**What the exercise asks**
I'd like every line in the following listing that holds "chrome" copied.

**Given information**
======

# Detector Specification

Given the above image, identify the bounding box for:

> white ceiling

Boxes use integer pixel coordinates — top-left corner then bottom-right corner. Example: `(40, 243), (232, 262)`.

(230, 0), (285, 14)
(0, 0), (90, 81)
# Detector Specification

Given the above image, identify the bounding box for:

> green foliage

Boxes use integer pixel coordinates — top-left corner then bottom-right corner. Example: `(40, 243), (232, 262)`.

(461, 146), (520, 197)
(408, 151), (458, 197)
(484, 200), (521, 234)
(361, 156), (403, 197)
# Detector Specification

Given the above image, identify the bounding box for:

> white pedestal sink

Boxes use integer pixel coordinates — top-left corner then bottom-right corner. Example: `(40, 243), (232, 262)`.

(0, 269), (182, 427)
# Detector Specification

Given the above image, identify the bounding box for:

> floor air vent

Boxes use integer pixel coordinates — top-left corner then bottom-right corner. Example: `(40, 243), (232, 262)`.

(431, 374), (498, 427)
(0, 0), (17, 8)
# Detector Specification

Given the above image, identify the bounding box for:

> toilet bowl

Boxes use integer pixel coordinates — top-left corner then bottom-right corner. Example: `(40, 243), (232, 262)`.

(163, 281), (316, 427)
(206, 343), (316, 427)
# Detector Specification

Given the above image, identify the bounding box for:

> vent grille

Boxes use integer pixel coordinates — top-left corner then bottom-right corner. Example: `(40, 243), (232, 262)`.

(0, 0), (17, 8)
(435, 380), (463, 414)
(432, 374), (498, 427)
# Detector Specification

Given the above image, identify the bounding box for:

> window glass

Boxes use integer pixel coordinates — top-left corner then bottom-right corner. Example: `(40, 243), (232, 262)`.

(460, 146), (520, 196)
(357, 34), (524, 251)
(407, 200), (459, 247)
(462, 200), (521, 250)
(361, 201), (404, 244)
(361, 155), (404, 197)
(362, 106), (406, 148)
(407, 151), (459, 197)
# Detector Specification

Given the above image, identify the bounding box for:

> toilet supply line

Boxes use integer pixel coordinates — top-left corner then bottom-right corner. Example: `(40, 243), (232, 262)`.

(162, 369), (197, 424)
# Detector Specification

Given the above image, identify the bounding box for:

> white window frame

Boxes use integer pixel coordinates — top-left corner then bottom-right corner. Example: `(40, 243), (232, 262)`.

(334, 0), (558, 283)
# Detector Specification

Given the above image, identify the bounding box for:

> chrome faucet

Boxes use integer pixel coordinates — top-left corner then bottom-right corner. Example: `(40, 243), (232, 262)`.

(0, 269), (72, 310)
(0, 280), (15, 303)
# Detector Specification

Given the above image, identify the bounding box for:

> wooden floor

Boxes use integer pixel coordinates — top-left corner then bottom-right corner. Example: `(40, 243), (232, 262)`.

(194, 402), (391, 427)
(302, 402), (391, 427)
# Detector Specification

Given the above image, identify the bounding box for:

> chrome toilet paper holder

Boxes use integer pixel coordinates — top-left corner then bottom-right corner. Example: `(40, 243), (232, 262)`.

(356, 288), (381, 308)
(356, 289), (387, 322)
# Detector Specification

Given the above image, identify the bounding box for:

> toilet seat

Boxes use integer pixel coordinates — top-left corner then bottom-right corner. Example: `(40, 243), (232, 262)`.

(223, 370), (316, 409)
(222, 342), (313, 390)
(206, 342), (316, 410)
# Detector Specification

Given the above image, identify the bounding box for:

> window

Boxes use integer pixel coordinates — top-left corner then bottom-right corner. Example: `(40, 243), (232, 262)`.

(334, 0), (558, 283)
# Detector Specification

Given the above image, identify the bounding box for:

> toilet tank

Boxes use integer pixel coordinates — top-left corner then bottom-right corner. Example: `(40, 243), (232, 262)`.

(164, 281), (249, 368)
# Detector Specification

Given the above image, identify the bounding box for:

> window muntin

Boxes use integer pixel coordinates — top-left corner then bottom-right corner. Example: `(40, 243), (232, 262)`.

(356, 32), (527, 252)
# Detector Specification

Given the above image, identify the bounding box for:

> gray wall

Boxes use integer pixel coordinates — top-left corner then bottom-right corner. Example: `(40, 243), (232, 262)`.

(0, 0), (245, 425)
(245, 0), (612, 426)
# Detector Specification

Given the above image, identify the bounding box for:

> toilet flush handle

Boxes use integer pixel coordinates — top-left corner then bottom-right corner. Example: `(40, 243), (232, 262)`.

======

**Task output**
> chrome faucet
> chrome toilet paper holder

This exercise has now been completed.